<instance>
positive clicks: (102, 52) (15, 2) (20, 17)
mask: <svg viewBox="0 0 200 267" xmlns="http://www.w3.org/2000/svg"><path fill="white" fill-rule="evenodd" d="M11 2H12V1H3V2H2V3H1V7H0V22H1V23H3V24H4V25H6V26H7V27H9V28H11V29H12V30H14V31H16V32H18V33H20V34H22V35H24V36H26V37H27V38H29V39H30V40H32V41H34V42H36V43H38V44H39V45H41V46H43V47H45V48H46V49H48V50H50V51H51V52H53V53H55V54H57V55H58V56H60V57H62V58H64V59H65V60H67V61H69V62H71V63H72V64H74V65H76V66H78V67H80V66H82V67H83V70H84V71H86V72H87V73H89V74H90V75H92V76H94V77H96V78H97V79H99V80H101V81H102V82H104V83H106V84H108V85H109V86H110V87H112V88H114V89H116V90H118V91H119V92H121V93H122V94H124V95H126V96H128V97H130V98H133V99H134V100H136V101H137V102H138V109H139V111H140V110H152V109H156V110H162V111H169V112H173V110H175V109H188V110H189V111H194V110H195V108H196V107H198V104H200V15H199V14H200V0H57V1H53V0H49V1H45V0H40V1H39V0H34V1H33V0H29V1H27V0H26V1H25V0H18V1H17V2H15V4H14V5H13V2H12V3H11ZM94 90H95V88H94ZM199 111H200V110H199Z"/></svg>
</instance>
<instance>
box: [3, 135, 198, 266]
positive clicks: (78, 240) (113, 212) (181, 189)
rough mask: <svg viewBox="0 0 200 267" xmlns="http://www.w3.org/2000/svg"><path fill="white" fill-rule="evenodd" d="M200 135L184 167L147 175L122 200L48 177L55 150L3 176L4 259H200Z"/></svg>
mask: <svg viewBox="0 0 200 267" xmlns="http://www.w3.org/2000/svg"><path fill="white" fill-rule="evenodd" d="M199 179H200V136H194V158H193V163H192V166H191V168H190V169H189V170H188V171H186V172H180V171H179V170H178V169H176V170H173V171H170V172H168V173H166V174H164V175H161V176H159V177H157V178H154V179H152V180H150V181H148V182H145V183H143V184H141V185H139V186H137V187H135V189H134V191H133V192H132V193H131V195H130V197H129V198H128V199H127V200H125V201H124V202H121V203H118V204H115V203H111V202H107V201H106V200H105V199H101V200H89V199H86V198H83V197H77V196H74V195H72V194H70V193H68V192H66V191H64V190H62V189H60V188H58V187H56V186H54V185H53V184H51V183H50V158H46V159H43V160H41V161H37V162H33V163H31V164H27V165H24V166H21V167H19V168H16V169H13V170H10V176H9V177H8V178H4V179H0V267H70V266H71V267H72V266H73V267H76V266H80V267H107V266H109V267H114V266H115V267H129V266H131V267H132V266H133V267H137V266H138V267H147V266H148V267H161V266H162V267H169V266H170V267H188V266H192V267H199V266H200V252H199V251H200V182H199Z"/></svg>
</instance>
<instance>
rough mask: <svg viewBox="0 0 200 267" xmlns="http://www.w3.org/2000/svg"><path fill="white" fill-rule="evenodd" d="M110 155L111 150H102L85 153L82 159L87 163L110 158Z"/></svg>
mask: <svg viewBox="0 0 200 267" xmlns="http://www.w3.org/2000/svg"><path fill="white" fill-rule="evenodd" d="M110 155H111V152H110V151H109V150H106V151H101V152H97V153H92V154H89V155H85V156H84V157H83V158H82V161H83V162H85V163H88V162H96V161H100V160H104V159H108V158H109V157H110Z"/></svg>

__________________________________________________

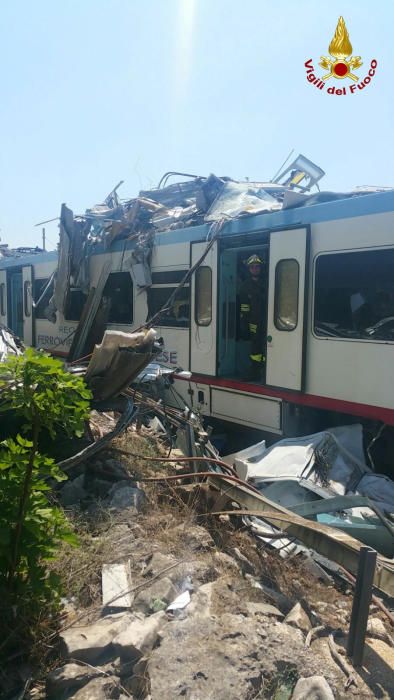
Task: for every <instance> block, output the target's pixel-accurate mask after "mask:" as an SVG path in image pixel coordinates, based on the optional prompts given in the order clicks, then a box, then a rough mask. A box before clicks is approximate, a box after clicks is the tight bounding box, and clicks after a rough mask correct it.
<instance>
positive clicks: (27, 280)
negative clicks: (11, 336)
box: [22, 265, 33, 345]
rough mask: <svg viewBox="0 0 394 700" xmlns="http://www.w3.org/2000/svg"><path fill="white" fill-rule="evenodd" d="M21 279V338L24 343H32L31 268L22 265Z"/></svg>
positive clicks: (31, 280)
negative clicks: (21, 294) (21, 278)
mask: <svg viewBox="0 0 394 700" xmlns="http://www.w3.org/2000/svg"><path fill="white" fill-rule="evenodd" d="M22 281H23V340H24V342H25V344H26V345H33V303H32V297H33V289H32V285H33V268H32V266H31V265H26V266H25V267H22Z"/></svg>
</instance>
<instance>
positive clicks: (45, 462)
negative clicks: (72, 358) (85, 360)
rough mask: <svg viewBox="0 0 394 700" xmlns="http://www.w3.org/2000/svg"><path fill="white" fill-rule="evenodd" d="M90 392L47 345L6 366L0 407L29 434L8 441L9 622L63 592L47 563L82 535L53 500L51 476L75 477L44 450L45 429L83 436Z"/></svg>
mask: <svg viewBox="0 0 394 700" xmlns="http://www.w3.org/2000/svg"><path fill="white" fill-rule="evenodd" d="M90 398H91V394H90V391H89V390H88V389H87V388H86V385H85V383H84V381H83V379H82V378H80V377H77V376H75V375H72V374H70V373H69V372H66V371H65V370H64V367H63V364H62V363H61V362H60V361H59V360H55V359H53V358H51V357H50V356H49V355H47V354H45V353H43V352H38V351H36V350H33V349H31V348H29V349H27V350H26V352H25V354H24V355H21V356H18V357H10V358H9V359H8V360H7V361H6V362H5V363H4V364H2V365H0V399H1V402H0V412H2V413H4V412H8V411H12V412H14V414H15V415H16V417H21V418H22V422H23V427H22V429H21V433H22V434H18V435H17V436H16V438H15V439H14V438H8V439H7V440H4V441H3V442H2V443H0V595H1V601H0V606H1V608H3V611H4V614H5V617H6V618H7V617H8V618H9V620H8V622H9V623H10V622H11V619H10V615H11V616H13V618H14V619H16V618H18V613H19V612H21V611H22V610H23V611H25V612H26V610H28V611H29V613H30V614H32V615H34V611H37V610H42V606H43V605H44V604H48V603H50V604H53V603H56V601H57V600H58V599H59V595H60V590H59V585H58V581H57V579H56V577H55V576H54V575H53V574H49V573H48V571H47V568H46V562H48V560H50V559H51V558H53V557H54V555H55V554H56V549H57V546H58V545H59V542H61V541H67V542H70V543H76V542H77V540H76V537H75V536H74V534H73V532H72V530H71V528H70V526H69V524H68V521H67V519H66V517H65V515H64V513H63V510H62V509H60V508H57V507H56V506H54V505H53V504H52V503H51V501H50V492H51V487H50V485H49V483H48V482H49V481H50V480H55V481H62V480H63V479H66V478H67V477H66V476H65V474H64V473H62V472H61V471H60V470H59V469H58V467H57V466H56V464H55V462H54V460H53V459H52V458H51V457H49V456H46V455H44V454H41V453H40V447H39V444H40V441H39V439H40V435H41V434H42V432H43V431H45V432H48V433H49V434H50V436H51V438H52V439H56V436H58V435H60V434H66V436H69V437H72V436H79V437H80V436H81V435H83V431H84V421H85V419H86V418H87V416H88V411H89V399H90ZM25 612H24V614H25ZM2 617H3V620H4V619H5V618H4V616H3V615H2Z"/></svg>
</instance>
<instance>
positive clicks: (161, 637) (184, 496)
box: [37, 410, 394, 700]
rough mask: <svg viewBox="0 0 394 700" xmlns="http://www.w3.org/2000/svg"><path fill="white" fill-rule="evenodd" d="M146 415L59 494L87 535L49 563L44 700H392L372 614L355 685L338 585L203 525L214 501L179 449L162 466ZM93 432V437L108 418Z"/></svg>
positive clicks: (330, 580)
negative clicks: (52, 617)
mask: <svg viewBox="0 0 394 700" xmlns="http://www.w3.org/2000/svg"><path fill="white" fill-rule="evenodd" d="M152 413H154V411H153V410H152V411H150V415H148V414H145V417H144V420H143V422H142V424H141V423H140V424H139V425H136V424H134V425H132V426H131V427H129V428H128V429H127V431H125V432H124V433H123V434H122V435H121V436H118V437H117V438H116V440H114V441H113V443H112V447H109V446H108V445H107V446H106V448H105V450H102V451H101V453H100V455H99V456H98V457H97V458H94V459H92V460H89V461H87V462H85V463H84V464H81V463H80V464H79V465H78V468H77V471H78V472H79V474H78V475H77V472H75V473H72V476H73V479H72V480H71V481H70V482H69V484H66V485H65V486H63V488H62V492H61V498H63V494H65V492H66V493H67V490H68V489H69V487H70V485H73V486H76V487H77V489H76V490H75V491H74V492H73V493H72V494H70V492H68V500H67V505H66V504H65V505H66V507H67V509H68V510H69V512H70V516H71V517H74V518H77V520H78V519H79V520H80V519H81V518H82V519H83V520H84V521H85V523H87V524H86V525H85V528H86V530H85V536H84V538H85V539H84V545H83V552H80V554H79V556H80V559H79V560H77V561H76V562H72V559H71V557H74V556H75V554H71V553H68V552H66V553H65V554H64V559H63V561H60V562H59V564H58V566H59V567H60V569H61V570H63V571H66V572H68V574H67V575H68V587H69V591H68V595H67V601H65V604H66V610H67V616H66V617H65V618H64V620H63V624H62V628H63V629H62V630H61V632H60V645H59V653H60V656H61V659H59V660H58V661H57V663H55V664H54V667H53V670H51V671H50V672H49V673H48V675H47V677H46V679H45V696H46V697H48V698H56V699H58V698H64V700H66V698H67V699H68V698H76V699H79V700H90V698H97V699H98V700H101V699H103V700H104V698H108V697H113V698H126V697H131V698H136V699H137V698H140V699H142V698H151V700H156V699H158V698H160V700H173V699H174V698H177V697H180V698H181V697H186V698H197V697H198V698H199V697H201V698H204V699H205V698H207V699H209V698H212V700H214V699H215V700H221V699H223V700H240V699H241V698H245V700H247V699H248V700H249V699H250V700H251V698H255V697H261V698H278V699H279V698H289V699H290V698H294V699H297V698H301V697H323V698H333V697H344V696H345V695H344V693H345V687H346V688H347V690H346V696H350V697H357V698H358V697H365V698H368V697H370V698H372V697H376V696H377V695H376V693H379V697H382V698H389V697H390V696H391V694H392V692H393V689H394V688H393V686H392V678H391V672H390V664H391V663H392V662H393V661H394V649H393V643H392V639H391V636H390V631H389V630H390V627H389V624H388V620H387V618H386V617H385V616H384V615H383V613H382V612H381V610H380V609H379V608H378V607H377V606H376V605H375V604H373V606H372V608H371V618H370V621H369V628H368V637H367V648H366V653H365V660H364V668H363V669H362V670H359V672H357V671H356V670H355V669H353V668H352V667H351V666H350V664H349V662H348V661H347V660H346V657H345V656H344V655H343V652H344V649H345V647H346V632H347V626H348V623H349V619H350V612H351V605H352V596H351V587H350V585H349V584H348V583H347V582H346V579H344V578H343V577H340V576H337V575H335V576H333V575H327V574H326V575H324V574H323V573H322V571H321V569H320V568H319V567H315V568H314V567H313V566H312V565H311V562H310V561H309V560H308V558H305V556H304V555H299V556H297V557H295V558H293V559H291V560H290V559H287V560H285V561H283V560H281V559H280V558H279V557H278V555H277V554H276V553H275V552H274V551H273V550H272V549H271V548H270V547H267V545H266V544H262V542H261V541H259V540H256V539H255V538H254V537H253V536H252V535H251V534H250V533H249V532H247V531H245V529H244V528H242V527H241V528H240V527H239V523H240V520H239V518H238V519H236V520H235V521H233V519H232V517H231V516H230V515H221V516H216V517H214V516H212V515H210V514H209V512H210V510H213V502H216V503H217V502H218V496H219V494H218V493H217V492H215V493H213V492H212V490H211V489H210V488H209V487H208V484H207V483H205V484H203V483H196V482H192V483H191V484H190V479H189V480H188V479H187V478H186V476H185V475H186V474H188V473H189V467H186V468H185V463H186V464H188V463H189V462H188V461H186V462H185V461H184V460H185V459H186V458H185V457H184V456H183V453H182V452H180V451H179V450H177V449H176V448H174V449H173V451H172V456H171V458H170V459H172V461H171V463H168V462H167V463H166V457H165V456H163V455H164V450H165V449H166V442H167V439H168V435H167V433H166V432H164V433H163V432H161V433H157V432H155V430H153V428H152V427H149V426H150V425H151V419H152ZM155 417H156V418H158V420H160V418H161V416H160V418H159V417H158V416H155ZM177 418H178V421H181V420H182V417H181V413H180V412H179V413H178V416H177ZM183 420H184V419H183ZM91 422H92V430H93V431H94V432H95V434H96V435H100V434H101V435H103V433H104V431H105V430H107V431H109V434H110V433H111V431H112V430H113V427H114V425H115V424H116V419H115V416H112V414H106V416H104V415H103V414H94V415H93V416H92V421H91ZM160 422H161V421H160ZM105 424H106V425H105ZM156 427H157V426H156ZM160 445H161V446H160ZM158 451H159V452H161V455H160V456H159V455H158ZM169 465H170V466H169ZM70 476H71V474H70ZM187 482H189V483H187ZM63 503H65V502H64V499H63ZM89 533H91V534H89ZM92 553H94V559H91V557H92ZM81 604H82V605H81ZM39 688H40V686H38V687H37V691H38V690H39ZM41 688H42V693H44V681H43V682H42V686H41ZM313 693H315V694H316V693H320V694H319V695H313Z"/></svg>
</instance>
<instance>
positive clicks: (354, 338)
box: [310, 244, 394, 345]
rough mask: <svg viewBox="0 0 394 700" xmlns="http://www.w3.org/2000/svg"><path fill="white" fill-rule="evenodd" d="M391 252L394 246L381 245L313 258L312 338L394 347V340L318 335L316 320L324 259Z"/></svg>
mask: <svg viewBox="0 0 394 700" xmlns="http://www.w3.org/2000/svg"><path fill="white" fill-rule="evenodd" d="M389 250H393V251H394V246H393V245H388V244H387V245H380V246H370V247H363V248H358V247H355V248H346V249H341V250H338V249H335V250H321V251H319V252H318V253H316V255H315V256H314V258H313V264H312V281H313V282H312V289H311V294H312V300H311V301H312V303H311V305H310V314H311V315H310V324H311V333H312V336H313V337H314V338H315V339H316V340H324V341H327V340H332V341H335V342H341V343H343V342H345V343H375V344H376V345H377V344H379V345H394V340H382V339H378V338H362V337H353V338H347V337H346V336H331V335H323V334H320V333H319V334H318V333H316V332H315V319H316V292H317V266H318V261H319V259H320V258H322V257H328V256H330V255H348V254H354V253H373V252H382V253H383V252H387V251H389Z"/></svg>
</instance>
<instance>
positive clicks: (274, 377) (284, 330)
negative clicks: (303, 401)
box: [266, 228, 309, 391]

__________________________________________________

**TASK REQUIREMENTS:**
Your answer should consist solely of the lines above from the line with "negative clicks: (11, 336)" to the line with "positive clicks: (31, 280)", both included, reproduced exactly.

**RESPONSE:**
negative clicks: (11, 336)
box: [22, 265, 33, 345]
rough mask: <svg viewBox="0 0 394 700" xmlns="http://www.w3.org/2000/svg"><path fill="white" fill-rule="evenodd" d="M21 279V338L24 343H32L31 268L22 265Z"/></svg>
positive clicks: (31, 280)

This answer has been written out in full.